* [ЦИТИРУЕМЫЙ ТЕКСТ]:
::::

С этим батюшкой познакомиться мне не удалось; фамилию его я, к сожалению, забыл. Но у разных лиц впоследствии мне удавалось наводить о нем справки, и вплоть до войны я с величайшим удивлением узнавал, что он остается жив и цел, священствует по-прежнему, сильно любим крестьянами как действительно истинный пастырь-бессребреник.
Батюшке возразил несколько слов сам Буткевич, потом какой-то, видимо, крайне правый субъект, потом один левый учитель. Все вертелись в области еврейского вопроса, все были слабы, и аудитория, видимо, скучала.
Попросил слова я:
– Еврейский вопрос очень важен, о нем прекрасно и всю правду сказал батюшка, и прибавить к его словам ничего нельзя и не нужно. Но я думаю, что вам интереснее будут послушать о земле.
– О земле, о земле! – раздалось по всей зале.
– Ну так я и перейду к земле.
Буткевич сделал мне замечание, совершенно, конечно, правильное, что в программе заседания стоят еще два пункта, но в зале раздалось:
– Пусть говорит о земле. О земле! О земле!
Буткевич не мог не уступить, настроение толпы было слишком определенное, и мне таким образом удалось явочным порядком поставить на очередь дня земельный вопрос.
– Вот нам председатель, Михаил Николаевич Буткевич, которому мы должны большое спасибо сказать за то, что он нас собрал и дал нам возможность перед выборами в Думу сообща обсудить, кого выбирать, сказал, что если всю землю в России поделить поровну, то выйдет по 1½ десятины на душу. Так ли это, я не знаю. Россия-матушка велика, и сколько в ней десятин, я не знаю. А вот про Тихвинский уезд я хорошо знаю. Тут 20 000 крестьянских дворов. А вот тут у меня список землевладельцев Тихвинского уезда. Вот на первом месте стоит Андреев. У него, значит, 30 000 десятин земли, усадебной, пашни, лугов и лесов. Так вот одной его земли хватило бы на прирезку к каждому мужицкому двору по 1½ десятины. За ним идет Карпов113. У него 22 000 десятин. Еще по десятине, да еще и с хвостиком. За ним монастырь Богоявленский114. В нем живут монахи, за нас, грешных, Богу молятся и нетленные богатства на том свете для себя уготовали.
– И жиды же эти монахи! – раздается голос в толпе.
– А между тем и о земных не позабыли. У них значится 15 000 десятин земли, и тоже пахота, луга, леса. Земли эти они частью сдают в аренду, а частью обрабатывают, нанимая мужиков.
Затем следовало еще несколько имен – и заключение:
– Так вот, следовательно, в Тихвинском уезде земли столько, что если бы пустить ее в передел, то не отбирать бы от крестьян их наделы понадобилось, а к нынешней крестьянской земле можно было бы прибавить по столько-то десятин на двор. А как живут крестьяне?

::::

* [СОДЕРЖИМОЕ НАБОРА ДАННЫХ]:

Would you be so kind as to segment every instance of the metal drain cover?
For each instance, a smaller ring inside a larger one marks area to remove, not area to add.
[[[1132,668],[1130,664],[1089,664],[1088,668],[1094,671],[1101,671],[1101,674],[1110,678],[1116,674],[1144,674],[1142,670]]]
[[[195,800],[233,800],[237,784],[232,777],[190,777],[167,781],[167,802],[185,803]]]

::::

* [ПОРЯДОК РАБОТЫ]:
- 1) Каких землевладельцев Тихвинского уезда называет оратор в отрывке о земельном вопросе и сколько десятин земли у каждого из них?
- 2) Перепишите дословно фрагмент из отрывка о земельном вопросе: начните с места, где стоят слова «Батюшке возразил несколько», и остановитесь после слов «перейду к земле.».

* [ИТОГОВЫЕ РЕЗУЛЬТАТЫ]:
- 1)
- Андреев: 30 000 десятин
- Карпов: 22 000 десятин
- монастырь Богоявленский: 15 000 десятин

- 2)
Батюшке возразил несколько слов сам Буткевич, потом какой-то, видимо, крайне правый субъект, потом один левый учитель. Все вертелись в области еврейского вопроса, все были слабы, и аудитория, видимо, скучала.
Попросил слова я:
– Еврейский вопрос очень важен, о нем прекрасно и всю правду сказал батюшка, и прибавить к его словам ничего нельзя и не нужно. Но я думаю, что вам интереснее будут послушать о земле.
– О земле, о земле! – раздалось по всей зале.
– Ну так я и перейду к земле.